• Exercise data:
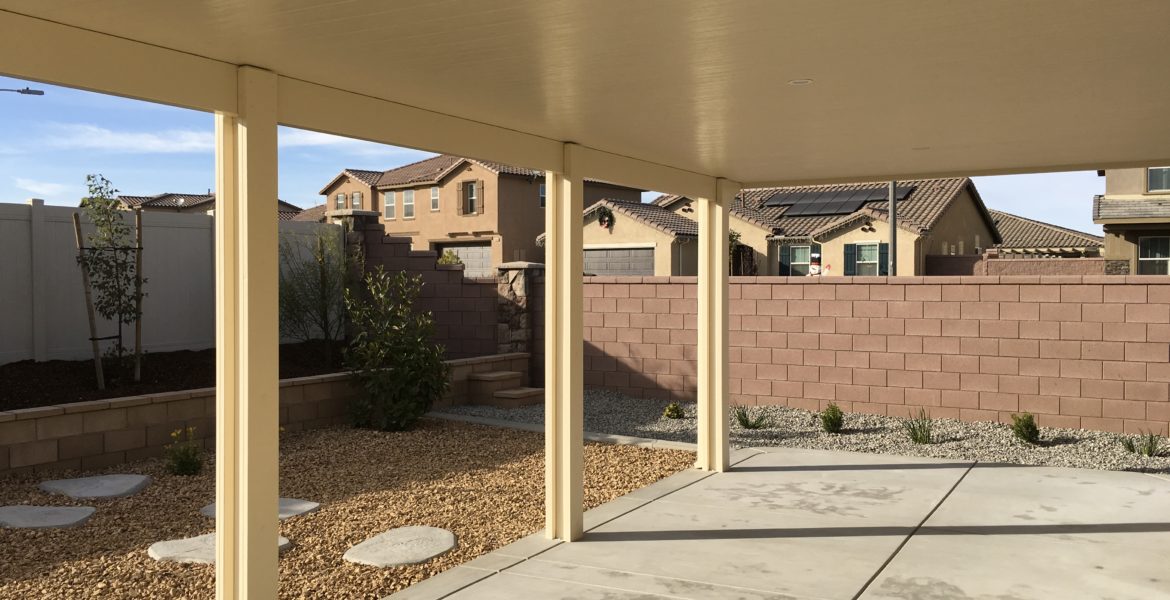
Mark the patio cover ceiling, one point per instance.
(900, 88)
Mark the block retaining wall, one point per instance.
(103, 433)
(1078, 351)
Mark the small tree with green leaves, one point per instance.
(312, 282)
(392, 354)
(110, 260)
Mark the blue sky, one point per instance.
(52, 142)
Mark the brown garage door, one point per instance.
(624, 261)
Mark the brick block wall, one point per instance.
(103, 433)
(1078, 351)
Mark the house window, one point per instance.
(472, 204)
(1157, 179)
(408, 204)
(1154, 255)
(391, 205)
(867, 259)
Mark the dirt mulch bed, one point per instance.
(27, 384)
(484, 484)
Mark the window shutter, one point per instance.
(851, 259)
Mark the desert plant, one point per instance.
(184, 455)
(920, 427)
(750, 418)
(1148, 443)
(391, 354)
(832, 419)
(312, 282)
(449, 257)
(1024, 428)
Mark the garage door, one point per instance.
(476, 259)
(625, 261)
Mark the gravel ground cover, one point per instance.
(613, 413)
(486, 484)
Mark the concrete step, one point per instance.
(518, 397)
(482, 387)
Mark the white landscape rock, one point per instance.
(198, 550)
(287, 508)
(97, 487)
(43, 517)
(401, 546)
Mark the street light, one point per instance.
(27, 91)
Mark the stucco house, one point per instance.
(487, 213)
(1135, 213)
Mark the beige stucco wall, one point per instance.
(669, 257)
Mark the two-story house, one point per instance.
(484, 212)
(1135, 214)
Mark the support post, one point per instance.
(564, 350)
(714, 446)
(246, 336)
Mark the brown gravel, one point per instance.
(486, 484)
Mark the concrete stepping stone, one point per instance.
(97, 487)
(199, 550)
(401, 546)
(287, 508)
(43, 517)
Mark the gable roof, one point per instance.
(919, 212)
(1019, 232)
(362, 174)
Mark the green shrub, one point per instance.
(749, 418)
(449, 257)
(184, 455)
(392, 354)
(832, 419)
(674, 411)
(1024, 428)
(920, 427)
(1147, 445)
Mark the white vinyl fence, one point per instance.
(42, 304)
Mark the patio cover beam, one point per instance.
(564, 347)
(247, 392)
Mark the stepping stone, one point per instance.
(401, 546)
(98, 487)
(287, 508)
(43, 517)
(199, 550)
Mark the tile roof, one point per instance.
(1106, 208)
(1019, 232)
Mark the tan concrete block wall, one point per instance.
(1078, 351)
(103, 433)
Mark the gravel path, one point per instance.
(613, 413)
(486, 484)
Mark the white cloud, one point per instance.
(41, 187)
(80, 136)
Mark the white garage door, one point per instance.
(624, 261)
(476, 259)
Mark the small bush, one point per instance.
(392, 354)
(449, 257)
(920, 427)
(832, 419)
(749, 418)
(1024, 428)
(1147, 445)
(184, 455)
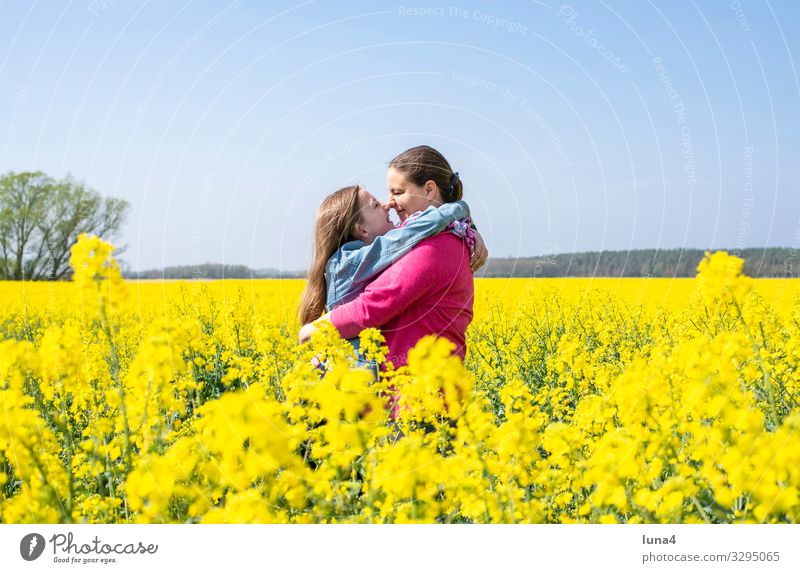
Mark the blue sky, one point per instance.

• Task directions: Every line from the one containing "Mark the white vinyl" through the end of the entries above is to be copied exactly; pictures are to be left out.

• Task response:
Mark the white vinyl fence, one point per instance.
(42, 304)
Mark the patio cover beam, one point per instance.
(564, 347)
(247, 392)
Mark the stepping stone, one point per instance.
(401, 546)
(98, 487)
(287, 508)
(43, 517)
(199, 550)
Mark the tile roof, one point per instance.
(1106, 208)
(1019, 232)
Mark the tan concrete block wall, one point per instance.
(1078, 351)
(103, 433)
Mark the gravel path, one point per instance.
(613, 413)
(486, 484)
Mark the white cloud, one point per instance.
(41, 187)
(80, 136)
Mark the white garage door, one point per instance.
(624, 261)
(476, 259)
Mark the small bush, one point per instance.
(392, 354)
(449, 257)
(920, 427)
(832, 419)
(749, 418)
(1024, 428)
(1147, 445)
(184, 455)
Mark the blue sky, one point per instance.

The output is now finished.